OBJECTIF DE LA TÂCHE> D'après le texte fourni, depuis quelle année David Macfarlane participe-t-il au mouvement de revitalisation des langues des Premières Nations canadiennes ?

TEXTE FOURNI>
——

L’ANL au secours des langues en voie de disparition ?

Revitaliser les langues des Premières Nations

La préservation des langues autochtones est l’un des grands enjeux culturels du Canada depuis le début du XXIe siècle. David Macfarlane, professeur de langue bilingue, conseiller pédagogique et formateur d’enseignants, est convaincu, au même titre que l’ensemble des experts en langue seconde versés dans l’Approche Neurolinguistique (ANL), que c’est grâce aux stratégies particulières de cette pédagogie d’enseignement des langues vivantes qu’une telle mission pourra être menée à bien.

Ainsi, depuis 2012, le professeur Macfarlane s’implique dans le mouvement de revitalisation des langues des Premières Nations canadiennes, en particulier dans la province du Nouveau-Brunswick et dans les Territoires du Nord-Ouest. Lors d’un entretien avec Olivier Massé, Directeur des formations du CiFRAN, il s’est confié sur le choix de certaines communautés autochtones de faire spontanément appel à l’ANL ainsi que sur les difficultés rencontrées lors de sa mise en œuvre malgré l’implication du gouvernement et, bien sûr, des communautés elles-mêmes pour revitaliser leurs langues.

Contexte tragique et planche de salut

Ce sont plus de 70 langues autochtones qui ont encore des locuteurs au Canada, en dépit du fait qu’elles ont longtemps été prises pour cible par les politiques coloniales des Européens. Ces langues continuent d’ailleurs de subir les conséquences des mesures d’assimilation perpétuées jusqu’à la fin du siècle dernier. Pendant de nombreuses années, les Premières Nations se sont vu brutalement interdire l’usage de leurs propres langues. Dès qu’un mot « indien » (un terme très péjoratif dans ce contexte) était prononcé dans les pensionnats où les enfants issus des peuples autochtones étaient emmenés de force pour y suivre une éducation canadienne, c’est-à-dire « à l’anglaise », la brutalité était notoire. Ces vingt dernières années, de nombreux témoignages ont levé le voile sur les actes infâmes et les traumatismes. Linguistiquement parlant, il en résulte de nos jours un nombre très restreint de personnes encore capables de parler dans les langues des premiers peuples du Canada. En conséquence, la transmission de ces langues autochtones aux nouvelles générations s’avère plus que difficile. Revalorisés dans leur identité et leur culture depuis peu, les peuples autochtones sont bien conscients que, si aucune action n’est menée, leurs langues seront vouées à disparaître. C’est dans ce contexte qu’a été initié un mouvement de revitalisation de ces langues.

——

DONNÉES FOURNIES>
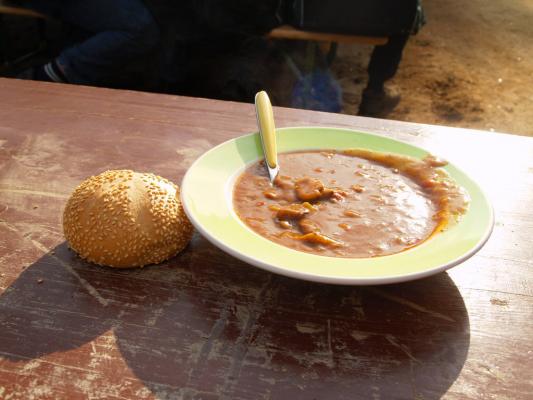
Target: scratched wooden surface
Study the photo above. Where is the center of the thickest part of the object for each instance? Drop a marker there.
(207, 326)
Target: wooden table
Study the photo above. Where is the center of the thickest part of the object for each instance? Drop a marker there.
(207, 326)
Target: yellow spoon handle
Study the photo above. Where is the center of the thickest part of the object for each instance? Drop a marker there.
(267, 130)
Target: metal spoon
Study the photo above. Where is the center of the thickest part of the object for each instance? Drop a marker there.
(267, 131)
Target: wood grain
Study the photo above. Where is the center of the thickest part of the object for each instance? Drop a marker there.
(207, 326)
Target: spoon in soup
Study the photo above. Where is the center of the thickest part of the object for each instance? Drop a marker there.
(267, 132)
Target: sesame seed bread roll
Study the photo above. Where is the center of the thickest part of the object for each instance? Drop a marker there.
(126, 219)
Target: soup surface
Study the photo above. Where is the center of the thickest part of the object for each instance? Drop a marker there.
(356, 203)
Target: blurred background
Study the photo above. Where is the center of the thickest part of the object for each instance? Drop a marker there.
(465, 64)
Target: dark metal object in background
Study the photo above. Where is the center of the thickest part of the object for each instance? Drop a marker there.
(373, 18)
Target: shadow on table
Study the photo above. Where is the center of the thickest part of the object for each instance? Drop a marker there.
(206, 325)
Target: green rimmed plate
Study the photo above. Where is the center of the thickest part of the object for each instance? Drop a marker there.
(207, 190)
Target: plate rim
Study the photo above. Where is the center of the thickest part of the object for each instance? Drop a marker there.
(325, 278)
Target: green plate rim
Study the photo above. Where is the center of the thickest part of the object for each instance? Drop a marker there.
(278, 259)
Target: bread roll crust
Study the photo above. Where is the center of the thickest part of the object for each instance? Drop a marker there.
(125, 219)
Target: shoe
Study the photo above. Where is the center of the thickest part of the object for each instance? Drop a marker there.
(378, 103)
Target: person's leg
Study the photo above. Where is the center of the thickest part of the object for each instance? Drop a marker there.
(123, 31)
(384, 62)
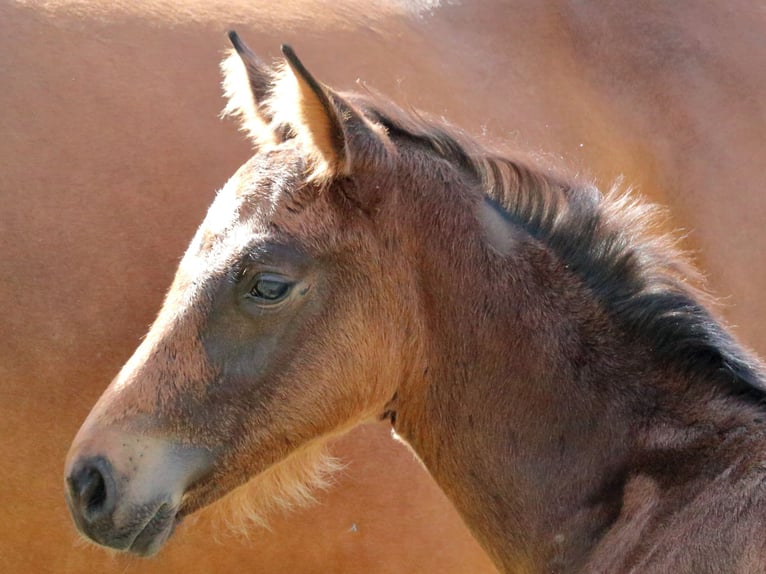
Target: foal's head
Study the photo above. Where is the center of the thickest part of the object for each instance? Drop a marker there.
(292, 317)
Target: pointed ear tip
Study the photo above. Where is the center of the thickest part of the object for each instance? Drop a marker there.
(290, 56)
(237, 42)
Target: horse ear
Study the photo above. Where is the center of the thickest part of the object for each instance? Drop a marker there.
(248, 84)
(317, 115)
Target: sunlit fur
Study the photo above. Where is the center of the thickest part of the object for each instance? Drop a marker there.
(291, 484)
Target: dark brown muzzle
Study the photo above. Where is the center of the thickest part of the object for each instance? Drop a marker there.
(124, 490)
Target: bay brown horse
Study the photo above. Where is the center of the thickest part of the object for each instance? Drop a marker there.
(538, 344)
(111, 147)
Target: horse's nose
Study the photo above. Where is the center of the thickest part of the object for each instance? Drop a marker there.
(91, 491)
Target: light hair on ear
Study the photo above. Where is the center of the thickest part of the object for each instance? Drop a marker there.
(240, 101)
(301, 102)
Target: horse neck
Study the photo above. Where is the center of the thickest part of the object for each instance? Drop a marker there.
(529, 402)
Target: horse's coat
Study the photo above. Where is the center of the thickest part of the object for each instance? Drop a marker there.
(98, 96)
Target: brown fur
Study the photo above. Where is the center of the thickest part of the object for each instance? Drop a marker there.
(112, 148)
(571, 395)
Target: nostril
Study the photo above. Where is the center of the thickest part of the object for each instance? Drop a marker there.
(90, 490)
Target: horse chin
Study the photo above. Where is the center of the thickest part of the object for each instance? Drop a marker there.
(155, 533)
(125, 491)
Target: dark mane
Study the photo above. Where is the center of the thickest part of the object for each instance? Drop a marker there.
(610, 241)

——

RÉPONSE> Depuis 2012.